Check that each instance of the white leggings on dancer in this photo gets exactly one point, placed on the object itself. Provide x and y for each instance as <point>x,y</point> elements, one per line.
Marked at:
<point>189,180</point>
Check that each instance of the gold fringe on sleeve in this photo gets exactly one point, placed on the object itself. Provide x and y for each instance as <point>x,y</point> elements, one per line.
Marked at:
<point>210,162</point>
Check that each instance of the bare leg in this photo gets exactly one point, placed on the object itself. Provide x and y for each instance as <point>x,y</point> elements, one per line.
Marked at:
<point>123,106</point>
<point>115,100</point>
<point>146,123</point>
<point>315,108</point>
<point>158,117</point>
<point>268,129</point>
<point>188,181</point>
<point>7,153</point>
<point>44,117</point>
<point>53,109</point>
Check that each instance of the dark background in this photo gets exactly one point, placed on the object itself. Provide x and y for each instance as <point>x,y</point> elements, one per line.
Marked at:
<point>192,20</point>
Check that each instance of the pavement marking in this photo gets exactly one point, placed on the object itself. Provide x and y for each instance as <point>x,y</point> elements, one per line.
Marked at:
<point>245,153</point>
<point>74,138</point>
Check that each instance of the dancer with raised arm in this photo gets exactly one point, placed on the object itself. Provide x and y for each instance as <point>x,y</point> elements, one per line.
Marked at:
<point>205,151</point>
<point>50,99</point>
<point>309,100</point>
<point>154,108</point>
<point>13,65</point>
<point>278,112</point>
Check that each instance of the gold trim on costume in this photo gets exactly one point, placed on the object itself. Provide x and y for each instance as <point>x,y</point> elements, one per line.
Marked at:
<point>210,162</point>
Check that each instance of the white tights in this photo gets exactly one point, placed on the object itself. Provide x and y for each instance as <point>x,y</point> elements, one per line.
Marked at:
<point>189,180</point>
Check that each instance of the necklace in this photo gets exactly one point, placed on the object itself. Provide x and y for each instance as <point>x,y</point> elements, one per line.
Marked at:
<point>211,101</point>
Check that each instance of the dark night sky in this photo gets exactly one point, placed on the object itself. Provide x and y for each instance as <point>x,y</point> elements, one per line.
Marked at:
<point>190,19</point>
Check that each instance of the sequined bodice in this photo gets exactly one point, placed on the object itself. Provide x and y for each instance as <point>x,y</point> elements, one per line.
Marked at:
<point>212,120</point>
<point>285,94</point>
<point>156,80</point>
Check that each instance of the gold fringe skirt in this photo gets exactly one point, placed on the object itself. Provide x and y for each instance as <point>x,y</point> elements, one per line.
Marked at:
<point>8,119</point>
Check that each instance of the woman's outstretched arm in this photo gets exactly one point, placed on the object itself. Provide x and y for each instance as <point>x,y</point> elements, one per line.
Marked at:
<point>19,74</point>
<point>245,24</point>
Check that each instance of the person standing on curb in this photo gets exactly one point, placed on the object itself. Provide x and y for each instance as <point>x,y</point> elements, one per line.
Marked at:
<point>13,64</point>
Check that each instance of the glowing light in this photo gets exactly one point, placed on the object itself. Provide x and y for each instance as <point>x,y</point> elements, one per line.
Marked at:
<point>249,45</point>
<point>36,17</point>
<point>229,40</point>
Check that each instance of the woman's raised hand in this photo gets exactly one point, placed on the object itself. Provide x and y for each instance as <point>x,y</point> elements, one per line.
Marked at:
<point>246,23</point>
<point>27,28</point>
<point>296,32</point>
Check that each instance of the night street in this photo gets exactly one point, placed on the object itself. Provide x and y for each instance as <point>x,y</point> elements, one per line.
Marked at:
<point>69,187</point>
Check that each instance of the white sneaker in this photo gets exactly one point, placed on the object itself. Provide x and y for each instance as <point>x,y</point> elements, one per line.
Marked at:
________
**YOUR OBJECTIVE:**
Reproduce every row above word for word, from the first to the last.

**RESPONSE TO THE EXERCISE:**
Check that each instance of the white leggings on dancer in this photo gets exactly one point, placed on the object itself. Provide x and y for each instance as <point>x,y</point> elements, one per line.
Marked at:
<point>189,180</point>
Check that each instance of the gold fringe on sleeve in this photo gets exactly one point, placed on the object itself. Provide x and y for each instance as <point>x,y</point> elements, one per line.
Marked at:
<point>210,162</point>
Check that each instance of the bare leg in this photo gets exactly one point, placed on the object itself. Provide x and y for each instance as <point>x,y</point> elements, one per line.
Marked at:
<point>123,106</point>
<point>115,100</point>
<point>146,123</point>
<point>315,108</point>
<point>158,117</point>
<point>268,129</point>
<point>188,181</point>
<point>7,153</point>
<point>44,117</point>
<point>53,109</point>
Check that each instance of the dark background in this photo gets exactly one point, placed on the object itself. Provide x and y for each instance as <point>x,y</point> elements, one per line.
Marked at:
<point>192,20</point>
Check that each instance of the pavement marking in this photo gets exactly one point, placed on the object itself. Provide x and y for each instance as <point>x,y</point> elements, one per line.
Marked at:
<point>245,153</point>
<point>74,138</point>
Check that each instance of the dancer with raised arm in this photo gets exactly one point, placed on the object itself. Provide x and y for each instance as <point>x,y</point> elements, one per line.
Marked at:
<point>205,151</point>
<point>50,99</point>
<point>309,100</point>
<point>154,108</point>
<point>13,65</point>
<point>278,112</point>
Check that each instance of the gold trim on costume in this photo gets exactly one point, placed on the object itself. Provide x and y for each instance as <point>x,y</point> elements, one per line.
Marked at:
<point>210,162</point>
Check that each instance of the white tights in this photo gets exactly one point, placed on the object itself. Provide x and y for each instance as <point>x,y</point> elements, one per line.
Marked at:
<point>189,180</point>
Check that each instance of the necklace in this photo gets exactly one point, placed on the object itself. Provide x and y for each instance as <point>x,y</point> elements, one per line.
Marked at:
<point>211,101</point>
Check that each instance of the dark night sky in this photo gets exactly one point, placed on the object itself. Provide x and y for each instance as <point>x,y</point> elements, one per line.
Marked at:
<point>190,19</point>
Check that each instance of the sequined bodice in this photo gets exactly one point, placed on the object itself. Provide x and y for each instance as <point>x,y</point> elements, one per line.
Marked at:
<point>212,120</point>
<point>285,94</point>
<point>156,80</point>
Check that each instance of the gold fringe skirt in this photo gets exactly one point, placed on the object itself. Provide x and y for each instance as <point>x,y</point> elements, one per line.
Marked at:
<point>8,119</point>
Check that each instance of the woman's outstretched arm in this photo gets exactly one point, placed on the object itself. Provide x and y for each instance as <point>x,y</point> elements, one per line.
Marked at:
<point>19,74</point>
<point>245,24</point>
Check that each instance of the person standing on curb in this photo gets exactly one point, placed on the object itself. Provide x and y for each instance as <point>x,y</point> elements, one per line.
Marked at:
<point>13,64</point>
Check that each instance of the glowing light in this photo gets exactly one point, placed on the object itself. Provide x and y for each instance as <point>x,y</point> elements, one per line.
Marked at:
<point>249,45</point>
<point>36,17</point>
<point>229,40</point>
Check that each instance of the woman's raised hand in this photo gets exactly one point, placed on the object itself. Provide x and y for each instance as <point>x,y</point> elements, one per line.
Marked at:
<point>246,23</point>
<point>27,28</point>
<point>296,32</point>
Check that each instance of the night street in this photo gets exactly one point, placed on the object itself. Provide x and y for each instance as <point>x,y</point> elements, one per line.
Marked at:
<point>69,187</point>
Check that each instance of the white sneaker in this photo gets exactly one point, placed on the object itself. Provide x and y for each instance as <point>x,y</point> elements, one per line.
Marked at:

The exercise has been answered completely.